- Tasks:
#1 Do these statements agree with the article below on the album Crickets? Answer (a) Crickets was released on Feelin' Music, (b) two music videos were released from the album, and (c) Matt Jost wrote for ScratchedVinyl, each with yes or no and the deciding words from the article, quoted exactly.
#2 Which lines of the listing below contain the string "dark"? Copy each such line, and treat upper and lower case as different.

Studio album by Moka Only and Chief
- Released: November 8, 2011
- Genre: Hip-hop
- Length: 50:15
- Label: Feelin’ Music
- Producer: Chief

Moka Only chronology
| Barbecued Horse Contest (2011) | Crickets (2011) | Martian Xmas 2011 (2011) |

Chief chronology
| Drone Beats & Electric Waves (2011) | Crickets (2011) | Shadows Chapter 1 (2012) |

= Crickets (Moka Only and Chief album) =

Crickets is a collaborative studio album by Canadian rapper/singer Moka Only and Swiss producer Chief. It was released by Chief's label, Feelin' Music on November 8, 2011. One music video was released, for the title track. Crickets Remixes Part 1 was released on November 25, 2011, followed by Crickets Remixes Part 2 on December 20, 2011.

== Critical reception ==

Matt Jost of RapReviews claimed Chief's production had more "polish" compared to Moka's solo work. He said Moka was "fresher" on Crickets than other projects, but criticized some of his lyrics.

Chi Chi Talken of ScratchedVinyl praised Chief's production and noted Moka's "flow is dense in its wordplay, and he switches up his delivery often, sometimes singing phrases for emphasis".

Items from a data source
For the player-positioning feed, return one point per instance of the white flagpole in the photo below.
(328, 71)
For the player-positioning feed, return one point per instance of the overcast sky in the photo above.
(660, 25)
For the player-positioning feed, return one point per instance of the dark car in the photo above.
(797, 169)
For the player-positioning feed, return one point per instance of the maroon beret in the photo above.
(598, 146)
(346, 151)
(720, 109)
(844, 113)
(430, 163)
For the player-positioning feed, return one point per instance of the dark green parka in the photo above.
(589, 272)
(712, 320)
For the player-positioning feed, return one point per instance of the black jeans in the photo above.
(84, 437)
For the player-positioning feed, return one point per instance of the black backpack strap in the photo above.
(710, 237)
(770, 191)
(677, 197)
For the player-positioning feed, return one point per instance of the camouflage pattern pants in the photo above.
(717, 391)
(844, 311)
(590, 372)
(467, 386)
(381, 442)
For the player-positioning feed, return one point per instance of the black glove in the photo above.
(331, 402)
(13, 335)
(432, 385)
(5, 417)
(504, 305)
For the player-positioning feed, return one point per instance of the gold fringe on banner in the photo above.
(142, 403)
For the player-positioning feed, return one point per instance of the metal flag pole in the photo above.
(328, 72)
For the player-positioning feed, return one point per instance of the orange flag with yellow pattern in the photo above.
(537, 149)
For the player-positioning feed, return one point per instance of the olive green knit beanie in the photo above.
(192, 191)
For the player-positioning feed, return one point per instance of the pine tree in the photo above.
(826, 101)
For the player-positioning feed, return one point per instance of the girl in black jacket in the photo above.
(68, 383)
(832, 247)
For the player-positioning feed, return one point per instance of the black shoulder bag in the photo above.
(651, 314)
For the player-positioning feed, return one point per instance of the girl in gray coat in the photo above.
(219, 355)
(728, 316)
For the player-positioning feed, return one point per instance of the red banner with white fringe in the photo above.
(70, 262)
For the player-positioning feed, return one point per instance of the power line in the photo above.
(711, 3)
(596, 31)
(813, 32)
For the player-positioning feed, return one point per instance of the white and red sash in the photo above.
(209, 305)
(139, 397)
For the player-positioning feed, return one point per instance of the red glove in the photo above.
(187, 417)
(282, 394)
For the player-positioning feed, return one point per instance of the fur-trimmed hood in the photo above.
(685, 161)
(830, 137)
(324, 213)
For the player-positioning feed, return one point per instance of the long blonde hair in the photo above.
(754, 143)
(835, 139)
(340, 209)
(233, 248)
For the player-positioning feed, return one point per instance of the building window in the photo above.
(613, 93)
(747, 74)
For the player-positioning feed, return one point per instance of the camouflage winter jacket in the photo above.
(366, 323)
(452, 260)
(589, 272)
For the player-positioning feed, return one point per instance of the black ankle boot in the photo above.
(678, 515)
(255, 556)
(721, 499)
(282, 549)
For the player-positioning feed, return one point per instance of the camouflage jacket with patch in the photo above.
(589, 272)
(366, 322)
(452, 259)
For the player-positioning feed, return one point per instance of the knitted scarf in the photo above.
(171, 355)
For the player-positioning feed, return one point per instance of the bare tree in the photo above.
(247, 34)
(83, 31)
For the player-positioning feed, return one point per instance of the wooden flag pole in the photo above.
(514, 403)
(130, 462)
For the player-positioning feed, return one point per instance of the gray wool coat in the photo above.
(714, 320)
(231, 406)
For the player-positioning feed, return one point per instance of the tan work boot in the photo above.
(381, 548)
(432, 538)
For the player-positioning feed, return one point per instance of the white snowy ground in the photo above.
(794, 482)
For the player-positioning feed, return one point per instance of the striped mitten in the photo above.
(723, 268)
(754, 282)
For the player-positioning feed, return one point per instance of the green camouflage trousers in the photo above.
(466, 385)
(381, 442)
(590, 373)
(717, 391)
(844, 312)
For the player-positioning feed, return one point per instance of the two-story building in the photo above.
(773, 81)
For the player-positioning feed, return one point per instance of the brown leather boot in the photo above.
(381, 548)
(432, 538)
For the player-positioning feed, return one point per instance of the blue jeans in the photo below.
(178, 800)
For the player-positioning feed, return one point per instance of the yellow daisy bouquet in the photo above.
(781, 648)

- Answers for the exercise:
#1
(a) Yes: "It was released by Chief's label, Feelin' Music on November 8, 2011."
(b) No: "One music video was released, for the title track."
(c) No: "Matt Jost of RapReviews claimed Chief's production had more "polish" compared to Moka's solo work."

#2
For the player-positioning feed, return one point per instance of the dark car in the photo above.
For the player-positioning feed, return one point per instance of the dark green parka in the photo above.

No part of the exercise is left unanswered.